Goal → Extract each line of the listing that contains the string "post", treating uppercase and lowercase letters as distinct.

Input material →
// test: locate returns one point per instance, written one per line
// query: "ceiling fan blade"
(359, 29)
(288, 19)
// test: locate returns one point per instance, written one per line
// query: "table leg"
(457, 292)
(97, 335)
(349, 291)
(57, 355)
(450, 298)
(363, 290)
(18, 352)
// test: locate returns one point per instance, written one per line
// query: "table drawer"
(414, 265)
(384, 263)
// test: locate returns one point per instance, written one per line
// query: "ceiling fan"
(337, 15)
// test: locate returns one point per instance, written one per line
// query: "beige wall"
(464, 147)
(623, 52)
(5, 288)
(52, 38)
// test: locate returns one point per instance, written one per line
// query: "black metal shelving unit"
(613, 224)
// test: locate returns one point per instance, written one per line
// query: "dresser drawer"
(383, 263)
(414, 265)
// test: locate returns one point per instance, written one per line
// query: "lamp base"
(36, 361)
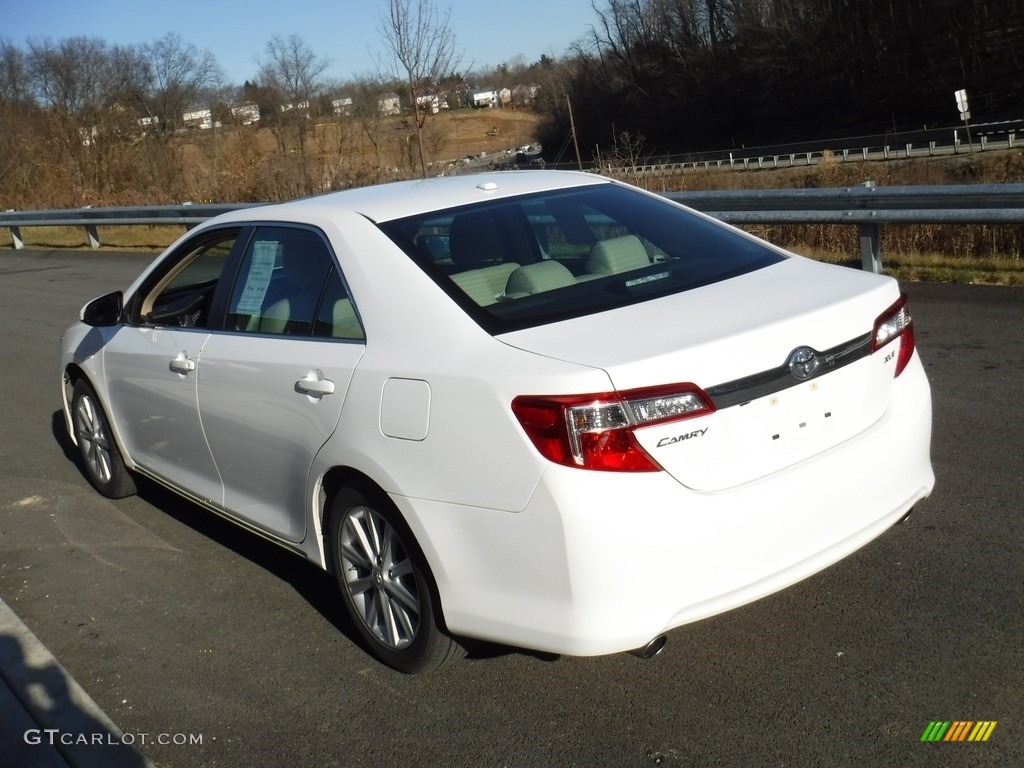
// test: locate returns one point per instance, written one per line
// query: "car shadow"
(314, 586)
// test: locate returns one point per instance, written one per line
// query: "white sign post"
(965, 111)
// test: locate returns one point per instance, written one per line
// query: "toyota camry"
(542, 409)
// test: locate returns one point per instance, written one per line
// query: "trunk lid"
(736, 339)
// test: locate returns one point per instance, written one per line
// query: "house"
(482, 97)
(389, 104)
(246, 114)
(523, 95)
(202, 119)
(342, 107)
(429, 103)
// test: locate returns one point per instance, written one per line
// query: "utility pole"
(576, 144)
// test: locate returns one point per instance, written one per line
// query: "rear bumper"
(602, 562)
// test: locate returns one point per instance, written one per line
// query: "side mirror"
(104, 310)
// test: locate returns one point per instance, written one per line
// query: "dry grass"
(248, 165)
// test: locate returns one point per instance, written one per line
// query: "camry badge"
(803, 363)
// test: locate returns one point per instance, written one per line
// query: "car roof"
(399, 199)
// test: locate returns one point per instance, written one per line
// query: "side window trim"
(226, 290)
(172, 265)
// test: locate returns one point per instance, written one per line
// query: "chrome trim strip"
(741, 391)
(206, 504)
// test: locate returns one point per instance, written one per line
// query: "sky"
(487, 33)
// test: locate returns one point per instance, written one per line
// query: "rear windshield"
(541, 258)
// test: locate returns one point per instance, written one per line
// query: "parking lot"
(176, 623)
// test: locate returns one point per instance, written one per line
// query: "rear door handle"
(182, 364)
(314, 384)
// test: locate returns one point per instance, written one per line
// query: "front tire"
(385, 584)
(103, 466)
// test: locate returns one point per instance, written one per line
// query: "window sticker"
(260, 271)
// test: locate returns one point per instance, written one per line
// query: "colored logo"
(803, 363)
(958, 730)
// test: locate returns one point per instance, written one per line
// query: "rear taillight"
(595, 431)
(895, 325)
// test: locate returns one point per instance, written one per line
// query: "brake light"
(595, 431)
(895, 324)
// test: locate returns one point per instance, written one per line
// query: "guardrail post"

Task response →
// query: "white sign post"
// query: "guardrail post"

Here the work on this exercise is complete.